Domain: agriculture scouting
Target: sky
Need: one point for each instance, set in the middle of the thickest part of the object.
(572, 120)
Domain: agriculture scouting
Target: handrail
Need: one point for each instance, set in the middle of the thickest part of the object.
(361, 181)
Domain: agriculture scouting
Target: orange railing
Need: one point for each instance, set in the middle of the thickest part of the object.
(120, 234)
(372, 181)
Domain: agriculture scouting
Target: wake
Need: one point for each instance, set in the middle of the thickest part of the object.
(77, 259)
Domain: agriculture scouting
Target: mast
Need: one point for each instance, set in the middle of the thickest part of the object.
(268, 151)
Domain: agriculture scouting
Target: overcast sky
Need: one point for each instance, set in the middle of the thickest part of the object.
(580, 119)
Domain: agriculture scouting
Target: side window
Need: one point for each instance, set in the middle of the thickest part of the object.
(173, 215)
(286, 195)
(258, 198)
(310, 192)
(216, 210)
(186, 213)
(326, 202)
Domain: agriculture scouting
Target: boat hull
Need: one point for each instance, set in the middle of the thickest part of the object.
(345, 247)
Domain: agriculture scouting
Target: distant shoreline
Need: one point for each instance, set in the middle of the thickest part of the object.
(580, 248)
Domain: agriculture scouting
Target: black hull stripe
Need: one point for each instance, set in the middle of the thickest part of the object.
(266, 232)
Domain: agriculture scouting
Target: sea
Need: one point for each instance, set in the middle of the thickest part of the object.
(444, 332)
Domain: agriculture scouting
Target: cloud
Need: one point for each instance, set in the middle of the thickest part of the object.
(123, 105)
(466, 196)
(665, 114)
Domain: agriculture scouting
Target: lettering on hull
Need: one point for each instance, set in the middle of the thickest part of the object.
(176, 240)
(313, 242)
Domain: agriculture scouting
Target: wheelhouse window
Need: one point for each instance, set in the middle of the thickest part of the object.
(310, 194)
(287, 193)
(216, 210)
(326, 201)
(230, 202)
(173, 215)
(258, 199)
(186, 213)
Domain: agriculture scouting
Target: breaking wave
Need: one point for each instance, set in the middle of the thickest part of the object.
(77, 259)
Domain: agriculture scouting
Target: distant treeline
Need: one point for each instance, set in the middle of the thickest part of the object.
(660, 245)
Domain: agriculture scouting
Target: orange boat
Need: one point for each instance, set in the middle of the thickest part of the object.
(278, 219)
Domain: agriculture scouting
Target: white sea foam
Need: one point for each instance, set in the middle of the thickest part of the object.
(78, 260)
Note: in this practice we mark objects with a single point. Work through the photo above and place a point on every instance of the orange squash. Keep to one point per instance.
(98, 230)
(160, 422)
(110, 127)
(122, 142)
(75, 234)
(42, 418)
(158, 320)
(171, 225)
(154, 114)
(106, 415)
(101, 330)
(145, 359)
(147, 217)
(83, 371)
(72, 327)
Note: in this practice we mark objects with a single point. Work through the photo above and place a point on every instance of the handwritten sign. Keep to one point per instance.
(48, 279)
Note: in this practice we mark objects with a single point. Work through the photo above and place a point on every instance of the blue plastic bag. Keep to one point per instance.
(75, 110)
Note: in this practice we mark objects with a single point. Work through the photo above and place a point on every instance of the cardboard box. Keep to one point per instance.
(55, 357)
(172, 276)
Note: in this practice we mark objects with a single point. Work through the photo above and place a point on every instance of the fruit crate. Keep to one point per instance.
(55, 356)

══════

▸ **PROBLEM TO SOLVE**
Scan the data for the string "window" and copy each line in which it occurs.

▸ **RESPONSE BOX**
Target: side window
Target: wheelhouse window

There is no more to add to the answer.